### What you will do
Every record gets copied exactly, and no picture goes with it.

### Records
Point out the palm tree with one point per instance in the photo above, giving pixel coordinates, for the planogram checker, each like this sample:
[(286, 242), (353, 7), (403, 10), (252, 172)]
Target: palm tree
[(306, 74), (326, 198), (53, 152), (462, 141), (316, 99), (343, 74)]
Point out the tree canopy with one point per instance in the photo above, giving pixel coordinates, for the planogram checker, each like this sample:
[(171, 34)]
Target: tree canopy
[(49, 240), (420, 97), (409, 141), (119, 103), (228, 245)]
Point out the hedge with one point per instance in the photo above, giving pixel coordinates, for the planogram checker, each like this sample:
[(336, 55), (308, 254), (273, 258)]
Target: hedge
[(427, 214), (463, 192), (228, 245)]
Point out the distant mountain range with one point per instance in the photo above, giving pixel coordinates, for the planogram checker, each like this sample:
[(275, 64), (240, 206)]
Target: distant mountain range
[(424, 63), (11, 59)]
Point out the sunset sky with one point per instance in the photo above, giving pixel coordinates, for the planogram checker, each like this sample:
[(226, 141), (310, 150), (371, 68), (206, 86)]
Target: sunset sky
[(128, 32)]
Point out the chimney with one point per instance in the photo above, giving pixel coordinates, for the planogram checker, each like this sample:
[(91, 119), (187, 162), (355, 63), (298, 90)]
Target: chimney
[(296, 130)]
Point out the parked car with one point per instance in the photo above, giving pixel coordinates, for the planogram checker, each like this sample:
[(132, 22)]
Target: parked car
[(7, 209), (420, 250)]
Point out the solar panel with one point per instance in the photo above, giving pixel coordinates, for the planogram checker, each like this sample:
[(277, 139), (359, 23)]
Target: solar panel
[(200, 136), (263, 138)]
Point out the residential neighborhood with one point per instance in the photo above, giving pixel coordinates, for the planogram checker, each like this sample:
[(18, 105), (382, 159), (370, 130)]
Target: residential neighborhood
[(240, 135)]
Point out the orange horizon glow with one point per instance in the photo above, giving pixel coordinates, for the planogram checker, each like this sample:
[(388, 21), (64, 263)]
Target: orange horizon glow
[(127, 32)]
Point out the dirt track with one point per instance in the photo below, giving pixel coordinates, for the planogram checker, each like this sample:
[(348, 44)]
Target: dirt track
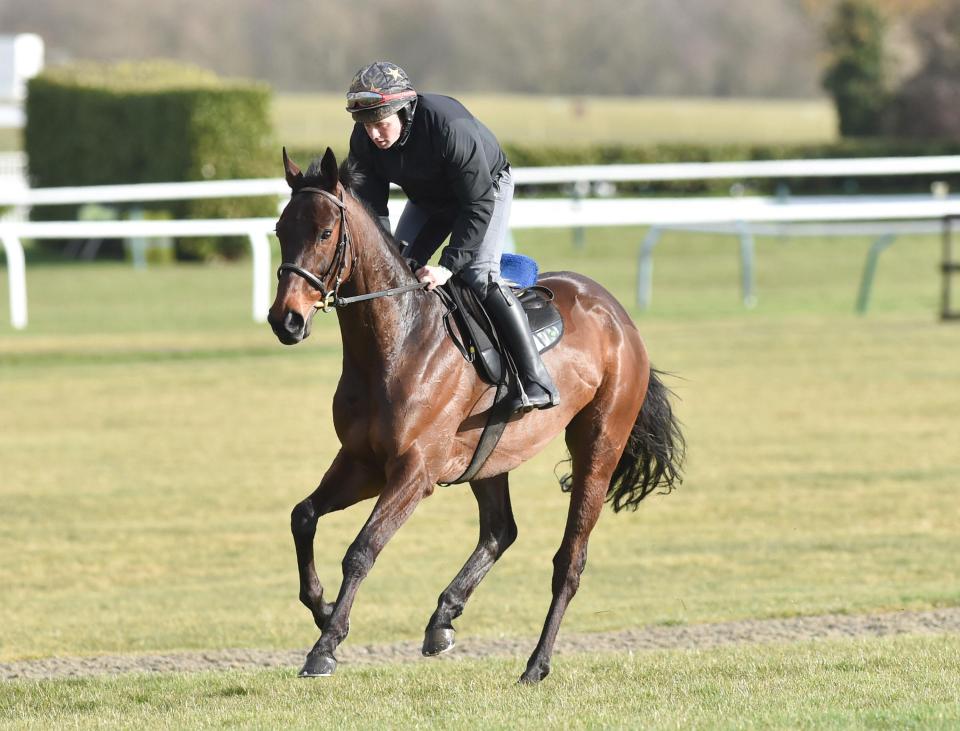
[(696, 636)]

### Exercise answer
Point out the palm tree with one point per instance in the photo above, giving pixel coordinates, for the planogram checker, each like this sample:
[(286, 242), (353, 7), (403, 10), (252, 172)]
Target: palm tree
[(306, 74), (326, 198), (53, 152), (462, 141), (316, 99), (343, 74)]
Point out the tree canopy with one point per instance in the photo above, giving pixel coordinates, for the planogram checker, each like this sample:
[(171, 34)]
Target: tree canopy
[(49, 240), (420, 97), (409, 141), (119, 103), (228, 245)]
Point out the hedge with one point per instance in the photo above, giving pixel coordinates, for the planogram checker, each like this sample:
[(336, 55), (308, 254), (273, 258)]
Target: hedge
[(427, 214), (463, 192), (228, 245)]
Point out the distant mountain range with one point per instance in the photo above, giving pixel coordinates, for the planogram checker, each like this sample:
[(275, 64), (240, 206)]
Target: distant mountain range
[(424, 63), (11, 59)]
Point out the sunset sky with one point per instance in the photo above, giving pixel coordinates, for the planogram checker, each like this sample:
[(226, 141), (310, 150), (371, 68), (206, 86)]
Target: sunset sky
[(128, 32)]
Point out the chimney with one point per instance in the photo above, giving pixel coordinates, for the planogram checker, each like this sample:
[(91, 119), (187, 162), (355, 63), (298, 90)]
Target: chimney
[(296, 130)]
Point out the parked car with one point per instance in the photo above, giving pixel coordinates, for the planogram checker, each like this sample:
[(132, 22)]
Target: parked car
[(7, 209), (420, 250)]
Point out the solar panel with one point per instance in the photo above, giving pixel coordinates, for the planogram checker, each like this sample:
[(277, 139), (359, 23)]
Target: solar panel
[(200, 136), (263, 138)]
Point out the residential neighborhood with one point per instance in the photo above, giving pixel coordinates, for the planogram checker, each like this sample:
[(18, 105), (382, 159), (370, 130)]
Target: residential neighborhood
[(240, 135)]
Point out the orange horizon glow with one point per instance in the photo above, giving pixel coordinates, for the planogram checker, each like this sample:
[(388, 21), (64, 263)]
Target: orange horizon glow
[(127, 32)]
Point out the dirt track with one point per instance in the photo below, giving pixel coordinates, for the planogram checker, each like this sample:
[(348, 44)]
Target: dirt track
[(696, 636)]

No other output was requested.